**WHAT THE TASK REQUIRES**
Your response should consist of the entries below, reproduced exactly and without their images.

**INPUT DATA**
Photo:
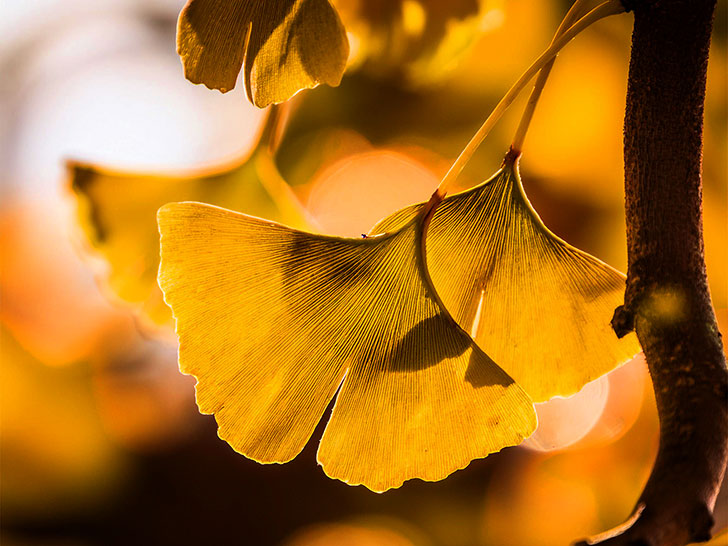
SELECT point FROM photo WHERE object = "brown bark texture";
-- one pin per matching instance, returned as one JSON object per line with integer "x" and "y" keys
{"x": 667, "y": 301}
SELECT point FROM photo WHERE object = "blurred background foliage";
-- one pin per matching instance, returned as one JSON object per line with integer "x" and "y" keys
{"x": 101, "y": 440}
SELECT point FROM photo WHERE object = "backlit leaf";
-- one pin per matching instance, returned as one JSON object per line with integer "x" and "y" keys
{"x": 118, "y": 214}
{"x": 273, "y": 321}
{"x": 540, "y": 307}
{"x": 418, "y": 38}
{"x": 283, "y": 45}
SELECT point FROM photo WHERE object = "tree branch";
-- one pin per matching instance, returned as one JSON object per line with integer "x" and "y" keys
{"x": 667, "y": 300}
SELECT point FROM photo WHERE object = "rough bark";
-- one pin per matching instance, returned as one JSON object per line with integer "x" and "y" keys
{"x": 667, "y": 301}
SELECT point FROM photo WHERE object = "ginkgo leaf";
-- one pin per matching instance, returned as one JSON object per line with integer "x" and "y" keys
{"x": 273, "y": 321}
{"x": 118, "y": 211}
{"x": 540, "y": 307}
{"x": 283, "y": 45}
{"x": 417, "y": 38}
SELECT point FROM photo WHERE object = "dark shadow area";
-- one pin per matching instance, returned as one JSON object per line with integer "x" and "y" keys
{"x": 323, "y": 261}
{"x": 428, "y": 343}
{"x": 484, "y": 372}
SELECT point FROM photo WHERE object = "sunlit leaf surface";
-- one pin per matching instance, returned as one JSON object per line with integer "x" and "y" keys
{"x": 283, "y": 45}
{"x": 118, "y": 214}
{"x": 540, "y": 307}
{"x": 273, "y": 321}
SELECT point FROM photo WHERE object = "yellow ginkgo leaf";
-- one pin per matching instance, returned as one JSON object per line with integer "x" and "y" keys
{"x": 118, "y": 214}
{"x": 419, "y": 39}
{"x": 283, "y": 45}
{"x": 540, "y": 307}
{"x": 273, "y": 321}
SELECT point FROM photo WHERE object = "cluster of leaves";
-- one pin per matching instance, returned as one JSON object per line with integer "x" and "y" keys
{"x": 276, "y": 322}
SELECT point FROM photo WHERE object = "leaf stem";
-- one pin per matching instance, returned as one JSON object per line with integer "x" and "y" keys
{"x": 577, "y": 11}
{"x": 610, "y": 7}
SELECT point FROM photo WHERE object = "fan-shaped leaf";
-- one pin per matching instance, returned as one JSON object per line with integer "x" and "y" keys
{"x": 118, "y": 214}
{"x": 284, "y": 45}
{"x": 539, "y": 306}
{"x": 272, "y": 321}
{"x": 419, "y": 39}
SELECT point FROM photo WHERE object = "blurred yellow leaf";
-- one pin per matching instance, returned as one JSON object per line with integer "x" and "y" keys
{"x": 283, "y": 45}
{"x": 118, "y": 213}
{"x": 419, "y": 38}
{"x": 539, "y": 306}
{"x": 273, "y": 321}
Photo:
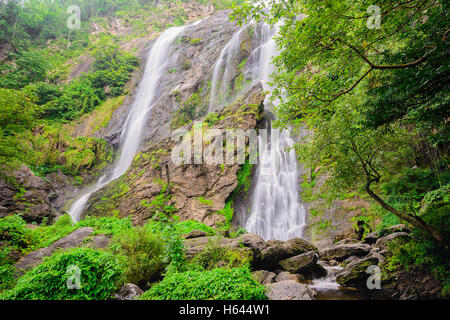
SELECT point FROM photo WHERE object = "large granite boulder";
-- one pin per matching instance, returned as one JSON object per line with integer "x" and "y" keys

**TASK RESPONSE**
Photo:
SELECT point FROM photo WHERE object = "brown bark texture";
-- one pin per matching instance, returned as one JSON object per line with integer "x" and "y" keys
{"x": 667, "y": 301}
SELECT point FROM photo WHERE object = "blurred background foliage";
-- one pin per matching instance, returned as one JSON object per line with integer "x" and "y" keys
{"x": 101, "y": 440}
SELECT point FROM photo WHERE object = "backlit leaf";
-- one pin per matching instance, returned as one JSON object per line with integer "x" and "y" keys
{"x": 118, "y": 214}
{"x": 273, "y": 321}
{"x": 540, "y": 307}
{"x": 418, "y": 38}
{"x": 283, "y": 45}
SELECT point FROM photo WHERE object = "tree branch";
-- one pin per matching instance, returned as one JSON object per line with integer "x" and "y" keys
{"x": 667, "y": 300}
SELECT point FROM photo WHERE object = "rough bark";
-- one pin per matching instance, returned as one JSON object per line with integer "x" and "y" keys
{"x": 667, "y": 301}
SELECT point FROM photo WHERE object = "ginkgo leaf";
-- one pin per matching instance, returned as one JSON object per line with integer "x" and "y" keys
{"x": 273, "y": 321}
{"x": 118, "y": 211}
{"x": 540, "y": 307}
{"x": 283, "y": 45}
{"x": 417, "y": 38}
SELECT point FROM photo WHERE object = "dark shadow area";
-- one pin per matching instance, returned as one JSON object per line with integer "x" and "y" keys
{"x": 323, "y": 261}
{"x": 428, "y": 343}
{"x": 484, "y": 372}
SELECT point FROM photo WHERE object = "sunlit leaf surface";
-- one pin per matching instance, returned as one JSON object per line with integer "x" and "y" keys
{"x": 283, "y": 45}
{"x": 118, "y": 214}
{"x": 540, "y": 307}
{"x": 273, "y": 321}
SELECT point FROM photo WHERE object = "yellow ginkgo leaf";
-- one pin per matching instance, returned as one JSON object per line with integer "x" and "y" keys
{"x": 118, "y": 214}
{"x": 419, "y": 39}
{"x": 283, "y": 45}
{"x": 540, "y": 307}
{"x": 273, "y": 321}
SELECT point FROM photo WHERE object = "cluster of leaves";
-- one pin per matching instance, returned as one JSON object per line with integer "x" and "y" keys
{"x": 276, "y": 322}
SELECT point FROM photo WHERE object = "leaf stem";
-- one pin per matching instance, returned as one JSON object per line with integer "x" and "y" keys
{"x": 577, "y": 11}
{"x": 610, "y": 7}
SELECT point FROM photo WHERE object = "fan-shaped leaf";
-- one pin per matching instance, returned as one JSON object per line with integer "x" and "y" keys
{"x": 118, "y": 214}
{"x": 284, "y": 45}
{"x": 539, "y": 306}
{"x": 272, "y": 321}
{"x": 419, "y": 39}
SELECT point FROM photo WHERE object = "blurred yellow leaf";
-- one pin per matching instance, returned as one JSON object per line with integer "x" and "y" keys
{"x": 283, "y": 45}
{"x": 118, "y": 213}
{"x": 419, "y": 38}
{"x": 539, "y": 306}
{"x": 273, "y": 321}
Photo:
SELECT point FROM photo WHERE object = "large granite boulder";
-- one pin per matching instance, returned as one JSON object per line with integer "x" and "y" keys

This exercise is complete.